**What is being asked:**
Copy out the Smart Shin Guard text below word for word, from its first sentence to its last.

**Text for analysis:**
↓↓↓
The patent and patent applications contemplate potential application of the invention within other forms of athletic equipment outside of shin guards used in soccer or similar sports. We may consider expanding our technology to other applications of the invention in the sporting world depending on the results our efforts to market and sell the Smart Shin Guard.
The Smart Shin Guard
The Smart Shin Guard is a shin guard, which is a form of protective equipment placed on the front portion of the lower leg while playing soccer and similar sports, combined with our data collection and analysis technology that monitors players’ individual and collective physical and performance-based metrics and transmits this information to a separate module in real-time. Examples of the information the Smart Shin Guard can collect and analyze for users is covered distance, acceleration, kicking force, collision impact, positioning, directional movement, and performance alerts. This information will vary depending on the version of the product that is used, which will depend on the customers and their particular purposes for using the Smart Shin Guard.
The product is designed for use by teams and individuals to enhance their ability to track player performance, stamina, and conditioning at matches, practices or any other circumstance in which they desire to play the sport. We believe the Smart Shin Guard will provide valuable insight to players, coaches and organizations seeking to gain a competitive advantage over their opponents be assisting with in-game monitoring and pre- and post-game assessment and strategy using our technology. Our goal is to empower coaches, players and teams to make faster and potentially in-game decisions regarding their players, team and strategies in reaction to the data provided and obtain an advantage therefrom that helps them achieve their objectives, both individually and in the leagues in which they compete. Additionally, we believe this product has attractive features for more casual players seeking to track their individual performances for educational, informational, or health-related purposes.
↑↑↑
**Supplied data:**
↓↓↓
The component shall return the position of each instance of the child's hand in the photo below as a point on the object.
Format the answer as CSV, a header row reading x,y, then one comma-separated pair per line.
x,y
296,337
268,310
↑↑↑
**Solution to the exercise:**
The patent and patent applications contemplate potential application of the invention within other forms of athletic equipment outside of shin guards used in soccer or similar sports. We may consider expanding our technology to other applications of the invention in the sporting world depending on the results our efforts to market and sell the Smart Shin Guard.
The Smart Shin Guard
The Smart Shin Guard is a shin guard, which is a form of protective equipment placed on the front portion of the lower leg while playing soccer and similar sports, combined with our data collection and analysis technology that monitors players’ individual and collective physical and performance-based metrics and transmits this information to a separate module in real-time. Examples of the information the Smart Shin Guard can collect and analyze for users is covered distance, acceleration, kicking force, collision impact, positioning, directional movement, and performance alerts. This information will vary depending on the version of the product that is used, which will depend on the customers and their particular purposes for using the Smart Shin Guard.
The product is designed for use by teams and individuals to enhance their ability to track player performance, stamina, and conditioning at matches, practices or any other circumstance in which they desire to play the sport. We believe the Smart Shin Guard will provide valuable insight to players, coaches and organizations seeking to gain a competitive advantage over their opponents be assisting with in-game monitoring and pre- and post-game assessment and strategy using our technology. Our goal is to empower coaches, players and teams to make faster and potentially in-game decisions regarding their players, team and strategies in reaction to the data provided and obtain an advantage therefrom that helps them achieve their objectives, both individually and in the leagues in which they compete. Additionally, we believe this product has attractive features for more casual players seeking to track their individual performances for educational, informational, or health-related purposes.